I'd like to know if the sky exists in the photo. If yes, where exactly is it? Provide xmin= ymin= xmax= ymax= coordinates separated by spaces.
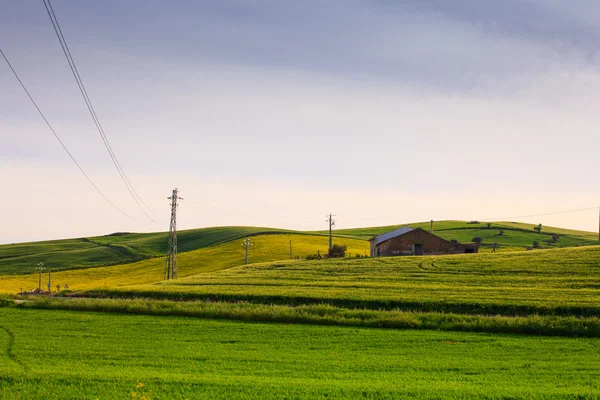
xmin=1 ymin=0 xmax=600 ymax=243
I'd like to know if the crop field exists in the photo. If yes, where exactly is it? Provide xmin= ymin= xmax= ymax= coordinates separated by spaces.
xmin=1 ymin=307 xmax=599 ymax=399
xmin=1 ymin=221 xmax=596 ymax=276
xmin=99 ymin=246 xmax=600 ymax=318
xmin=0 ymin=234 xmax=369 ymax=293
xmin=0 ymin=226 xmax=292 ymax=274
xmin=2 ymin=222 xmax=600 ymax=398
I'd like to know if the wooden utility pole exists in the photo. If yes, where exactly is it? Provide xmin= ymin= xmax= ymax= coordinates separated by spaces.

WHAT TO PRODUCE » Copy the entries exactly. Leave out the images.

WRITTEN RESPONSE »
I'd like to know if the sky exists in the photo. If yes, where exactly is it? Provide xmin= ymin= xmax= ymax= coordinates separated by spaces.
xmin=1 ymin=0 xmax=600 ymax=243
I'd like to know if the crop field exists in the photo. If yes, where exactly is it? Provide xmin= ymin= xmax= ymax= coordinates separated by spaces.
xmin=1 ymin=307 xmax=599 ymax=399
xmin=1 ymin=221 xmax=596 ymax=276
xmin=99 ymin=246 xmax=600 ymax=318
xmin=0 ymin=234 xmax=369 ymax=293
xmin=0 ymin=226 xmax=292 ymax=274
xmin=2 ymin=222 xmax=600 ymax=398
I'd like to know if the wooden utility pole exists in the photo. If yes, where exactly is it? Provide xmin= ymin= xmax= ymax= coordinates separated by spaces.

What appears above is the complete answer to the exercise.